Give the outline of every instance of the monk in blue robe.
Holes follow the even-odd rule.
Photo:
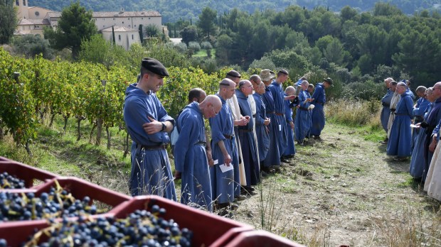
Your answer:
[[[311,98],[307,91],[309,84],[308,81],[303,81],[301,84],[300,93],[299,93],[299,105],[297,106],[294,124],[295,137],[299,145],[304,145],[304,138],[309,131],[312,124],[309,104],[314,99]]]
[[[174,165],[182,179],[181,202],[209,212],[213,211],[213,199],[203,118],[215,116],[221,106],[219,97],[208,95],[201,104],[193,101],[187,105],[176,123],[179,136]]]
[[[277,77],[276,79],[268,87],[272,94],[272,98],[274,99],[274,111],[275,115],[274,117],[277,119],[277,122],[279,123],[279,131],[277,132],[277,145],[279,146],[279,152],[280,155],[279,158],[282,158],[287,146],[286,133],[287,122],[285,119],[285,99],[292,100],[294,98],[294,97],[292,96],[285,99],[285,92],[282,88],[282,84],[287,79],[288,72],[285,70],[280,70],[277,72]]]
[[[295,89],[294,87],[287,87],[285,90],[285,96],[288,97],[291,95],[295,95]],[[299,104],[299,97],[296,97],[291,102],[289,100],[285,101],[285,118],[287,122],[286,132],[287,132],[287,148],[283,153],[283,155],[286,158],[293,158],[295,155],[295,146],[294,145],[294,121],[292,119],[292,108],[297,106]],[[283,156],[282,156],[283,157]]]
[[[381,126],[383,129],[386,133],[386,138],[384,141],[383,141],[382,143],[386,143],[388,142],[388,122],[389,121],[389,116],[390,116],[390,100],[392,99],[392,96],[393,96],[393,92],[392,92],[389,89],[389,84],[390,82],[393,81],[393,79],[388,77],[384,79],[384,83],[386,84],[386,89],[388,91],[386,94],[381,99],[381,114],[380,115],[380,121],[381,121]]]
[[[271,172],[270,168],[274,165],[280,165],[280,151],[278,145],[278,133],[280,131],[282,126],[280,126],[277,118],[276,118],[274,108],[274,98],[272,93],[269,89],[272,79],[275,74],[270,70],[262,70],[260,71],[260,78],[265,86],[265,92],[262,94],[262,100],[265,106],[267,116],[270,118],[270,124],[268,129],[270,132],[270,150],[263,160],[263,166],[260,166],[260,170],[265,172]]]
[[[239,89],[236,89],[236,97],[239,103],[240,114],[242,116],[253,116],[251,106],[248,102],[248,95],[253,93],[253,84],[248,79],[243,79],[239,82]],[[250,118],[250,121],[245,126],[239,126],[239,140],[242,148],[242,157],[245,167],[246,185],[248,189],[251,185],[256,185],[260,181],[259,173],[259,160],[257,160],[257,150],[254,140],[254,119]]]
[[[427,88],[425,87],[420,86],[417,87],[417,89],[415,91],[419,99],[413,106],[413,124],[421,123],[424,120],[424,114],[430,103],[424,96],[426,89]],[[415,146],[415,143],[416,142],[419,131],[419,128],[414,128],[412,129],[412,150],[413,150],[413,147]]]
[[[169,76],[159,61],[144,58],[138,83],[126,89],[124,121],[132,144],[129,188],[132,196],[156,194],[176,200],[166,146],[170,142],[174,119],[167,114],[156,95]]]
[[[253,94],[256,103],[256,135],[257,136],[257,146],[260,162],[262,163],[267,157],[270,149],[270,131],[268,125],[271,120],[267,117],[265,103],[262,100],[262,94],[265,93],[265,84],[260,82],[254,87],[255,93]]]
[[[404,161],[412,154],[410,150],[412,131],[410,121],[413,117],[413,100],[406,92],[405,83],[399,82],[395,92],[400,95],[395,110],[395,119],[390,128],[390,135],[388,142],[386,153],[394,157],[395,161]]]
[[[312,126],[311,126],[311,135],[314,136],[314,139],[320,139],[320,134],[324,128],[324,106],[326,102],[326,97],[324,89],[332,85],[332,79],[328,77],[323,80],[322,83],[317,83],[315,91],[312,97],[314,99],[312,104],[314,105],[312,109],[311,121]]]
[[[416,124],[417,126],[420,126],[420,130],[416,138],[410,165],[409,166],[410,175],[414,178],[421,178],[423,182],[425,180],[425,175],[430,163],[430,160],[428,160],[430,136],[437,124],[441,120],[441,98],[436,99],[437,94],[434,93],[432,87],[426,90],[425,95],[427,95],[427,101],[431,104],[427,108],[423,121]]]
[[[219,83],[219,93],[222,108],[218,114],[209,119],[211,128],[211,150],[215,165],[210,168],[213,199],[219,208],[229,207],[234,202],[234,169],[222,171],[220,165],[238,167],[239,160],[234,136],[233,114],[226,100],[235,92],[235,83],[230,79],[223,79]],[[217,162],[216,162],[217,161]],[[217,164],[216,164],[217,163]]]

Exercise instructions: Exclude the images, then output the data above word for word.

Reply:
Give the outline of every instance of the monk in blue robe.
Holes follow the even-odd rule.
Photo:
Your answer:
[[[311,98],[307,91],[309,84],[308,81],[303,81],[301,84],[300,93],[299,93],[299,105],[297,106],[294,124],[295,137],[299,145],[304,145],[304,138],[309,131],[312,124],[309,104],[314,99]]]
[[[174,165],[182,179],[181,202],[209,212],[213,211],[213,199],[203,118],[215,116],[221,106],[219,97],[208,95],[201,104],[193,101],[187,105],[176,123],[179,136]]]
[[[277,77],[276,79],[268,87],[272,94],[272,98],[274,99],[274,111],[275,115],[274,117],[277,119],[277,122],[279,123],[279,131],[277,132],[277,145],[279,146],[279,152],[280,155],[279,158],[282,158],[287,146],[286,133],[287,122],[285,119],[285,99],[292,100],[294,98],[294,97],[292,96],[285,99],[285,92],[282,88],[282,84],[287,79],[288,72],[285,70],[280,70],[277,72]]]
[[[295,89],[294,87],[287,87],[285,90],[285,96],[288,97],[291,95],[295,95]],[[299,104],[299,97],[296,97],[291,102],[289,100],[285,101],[285,118],[287,122],[286,132],[287,132],[287,148],[283,153],[283,155],[286,158],[293,158],[295,155],[295,146],[294,145],[294,121],[292,119],[292,108],[297,106]],[[283,156],[282,156],[283,157]]]
[[[381,126],[383,129],[386,133],[386,138],[384,141],[383,141],[382,143],[386,143],[388,142],[388,122],[389,121],[389,116],[390,116],[390,100],[392,99],[392,96],[393,96],[393,92],[392,92],[389,89],[389,84],[390,82],[393,81],[393,79],[388,77],[384,79],[384,83],[386,84],[386,89],[388,91],[386,94],[381,99],[381,114],[380,115],[380,121],[381,121]]]
[[[271,172],[270,168],[274,165],[280,165],[280,151],[278,145],[278,133],[280,131],[282,126],[280,126],[277,118],[276,118],[274,108],[274,98],[272,93],[269,89],[272,79],[275,74],[270,70],[262,70],[260,71],[260,78],[265,86],[265,92],[262,94],[262,100],[265,106],[267,116],[270,118],[270,124],[268,129],[270,132],[270,150],[263,160],[263,166],[260,166],[260,170],[265,172]]]
[[[239,89],[236,89],[236,97],[239,103],[240,114],[242,116],[253,116],[251,106],[248,102],[248,95],[253,93],[253,84],[248,79],[243,79],[239,82]],[[250,118],[250,121],[245,126],[239,126],[239,140],[242,148],[242,157],[245,167],[246,185],[248,189],[251,185],[256,185],[260,181],[259,173],[259,160],[257,160],[257,150],[254,140],[254,119]]]
[[[427,88],[425,87],[420,86],[417,87],[417,89],[415,91],[419,99],[413,106],[413,124],[421,123],[424,120],[424,114],[430,103],[424,96],[426,89]],[[415,146],[415,143],[416,142],[419,131],[419,128],[414,128],[412,129],[412,150],[413,150],[413,147]]]
[[[169,76],[159,61],[144,58],[138,83],[126,89],[124,121],[132,144],[129,188],[132,196],[156,194],[176,200],[166,146],[170,142],[174,119],[167,114],[156,95]]]
[[[253,94],[256,103],[256,135],[257,136],[257,146],[260,162],[262,163],[267,157],[270,149],[270,131],[268,125],[271,120],[267,117],[265,103],[262,100],[262,94],[265,93],[265,84],[260,82],[254,87],[255,93]]]
[[[404,161],[412,154],[410,150],[412,131],[410,121],[413,117],[413,100],[406,92],[405,83],[399,82],[395,92],[400,95],[395,110],[395,119],[390,128],[390,135],[388,142],[386,153],[394,157],[395,161]]]
[[[312,126],[311,126],[311,135],[314,136],[314,139],[320,139],[320,134],[324,128],[324,106],[326,102],[326,97],[324,89],[332,85],[332,79],[328,77],[323,80],[322,83],[317,83],[315,91],[312,97],[314,99],[312,104],[314,105],[312,109],[311,121]]]
[[[416,124],[417,126],[420,126],[420,130],[416,138],[410,165],[409,166],[410,175],[414,178],[421,178],[423,182],[425,180],[425,175],[430,163],[430,160],[428,160],[430,136],[437,124],[441,120],[441,98],[436,99],[437,94],[434,93],[432,87],[426,90],[425,95],[427,95],[427,101],[431,104],[427,108],[423,121]]]
[[[219,83],[219,93],[222,108],[218,114],[209,119],[211,128],[211,150],[215,165],[210,168],[213,199],[219,208],[229,207],[234,202],[234,169],[222,171],[220,165],[238,167],[239,160],[234,136],[233,114],[226,100],[235,92],[235,83],[230,79],[223,79]],[[217,162],[216,162],[217,161]],[[217,164],[216,164],[217,163]]]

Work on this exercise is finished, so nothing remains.